== WORK INSTRUCTIONS ==
Starting at the line that contains "In this exercise you will tag the black belly", copy each line through the end of the listing below. Include both ends and output nothing more.

== SUPPLIED INFORMATION ==

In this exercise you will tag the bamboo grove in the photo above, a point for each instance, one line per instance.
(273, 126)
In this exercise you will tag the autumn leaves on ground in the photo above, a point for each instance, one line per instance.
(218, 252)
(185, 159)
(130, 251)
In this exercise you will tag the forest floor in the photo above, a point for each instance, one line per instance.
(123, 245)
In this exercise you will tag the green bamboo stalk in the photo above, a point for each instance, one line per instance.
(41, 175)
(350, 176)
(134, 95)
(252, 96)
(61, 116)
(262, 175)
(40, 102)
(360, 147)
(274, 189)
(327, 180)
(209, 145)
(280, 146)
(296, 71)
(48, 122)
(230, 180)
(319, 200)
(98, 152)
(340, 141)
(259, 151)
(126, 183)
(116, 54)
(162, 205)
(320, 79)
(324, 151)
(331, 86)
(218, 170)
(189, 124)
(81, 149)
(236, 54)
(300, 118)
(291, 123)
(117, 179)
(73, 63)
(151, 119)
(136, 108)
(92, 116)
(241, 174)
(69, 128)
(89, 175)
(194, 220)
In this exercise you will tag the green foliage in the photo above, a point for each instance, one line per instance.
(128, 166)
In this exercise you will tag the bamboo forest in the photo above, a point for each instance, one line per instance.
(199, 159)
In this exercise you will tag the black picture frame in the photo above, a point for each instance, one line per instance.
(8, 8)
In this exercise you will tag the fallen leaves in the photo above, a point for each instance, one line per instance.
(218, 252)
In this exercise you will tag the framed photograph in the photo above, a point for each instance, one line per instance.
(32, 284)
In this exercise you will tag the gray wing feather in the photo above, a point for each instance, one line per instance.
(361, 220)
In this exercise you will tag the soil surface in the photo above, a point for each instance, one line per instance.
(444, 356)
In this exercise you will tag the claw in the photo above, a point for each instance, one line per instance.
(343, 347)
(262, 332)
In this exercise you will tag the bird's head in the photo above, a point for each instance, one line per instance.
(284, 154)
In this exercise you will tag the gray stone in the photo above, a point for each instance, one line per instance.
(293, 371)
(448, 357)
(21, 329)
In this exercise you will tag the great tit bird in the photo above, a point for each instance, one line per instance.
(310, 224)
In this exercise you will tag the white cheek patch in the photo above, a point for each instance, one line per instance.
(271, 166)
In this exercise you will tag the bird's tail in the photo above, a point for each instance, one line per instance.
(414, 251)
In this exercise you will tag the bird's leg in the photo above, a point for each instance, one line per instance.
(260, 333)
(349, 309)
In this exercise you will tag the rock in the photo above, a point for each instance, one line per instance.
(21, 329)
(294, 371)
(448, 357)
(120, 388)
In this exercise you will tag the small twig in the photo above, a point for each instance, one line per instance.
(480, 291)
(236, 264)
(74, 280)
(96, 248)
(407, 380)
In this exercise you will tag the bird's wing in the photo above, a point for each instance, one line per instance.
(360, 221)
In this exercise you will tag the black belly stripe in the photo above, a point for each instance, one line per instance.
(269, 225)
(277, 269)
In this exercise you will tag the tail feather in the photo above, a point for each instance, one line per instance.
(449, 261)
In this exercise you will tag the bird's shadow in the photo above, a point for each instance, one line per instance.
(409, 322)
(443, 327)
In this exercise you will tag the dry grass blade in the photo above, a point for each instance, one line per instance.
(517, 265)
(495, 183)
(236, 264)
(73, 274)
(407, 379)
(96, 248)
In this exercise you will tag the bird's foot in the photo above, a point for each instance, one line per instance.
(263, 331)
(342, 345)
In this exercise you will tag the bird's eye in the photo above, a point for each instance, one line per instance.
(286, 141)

== THE COMPLETED TASK ==
In this exercise you will tag the black belly stripe in the photo above, a point for each instance, one line per instance.
(269, 225)
(277, 269)
In this exercise you will tag the tail feather in the photo above, a point for each instance, one line per instance.
(449, 261)
In this exercise you will tag the bird's shadow in the photo above, a point for each instance, one line per instance.
(409, 322)
(443, 327)
In this exercise you will tag the dry grass blade in the photo above, a point for each instance, one line per instance.
(517, 265)
(495, 183)
(236, 264)
(73, 274)
(407, 379)
(96, 248)
In this exercise you will tag the bird's foot in the photo above, a point for each instance, one line per instance.
(263, 331)
(342, 345)
In this exercise you will tag the bird's eye in the photo above, a point for each instance, one line per instance.
(286, 141)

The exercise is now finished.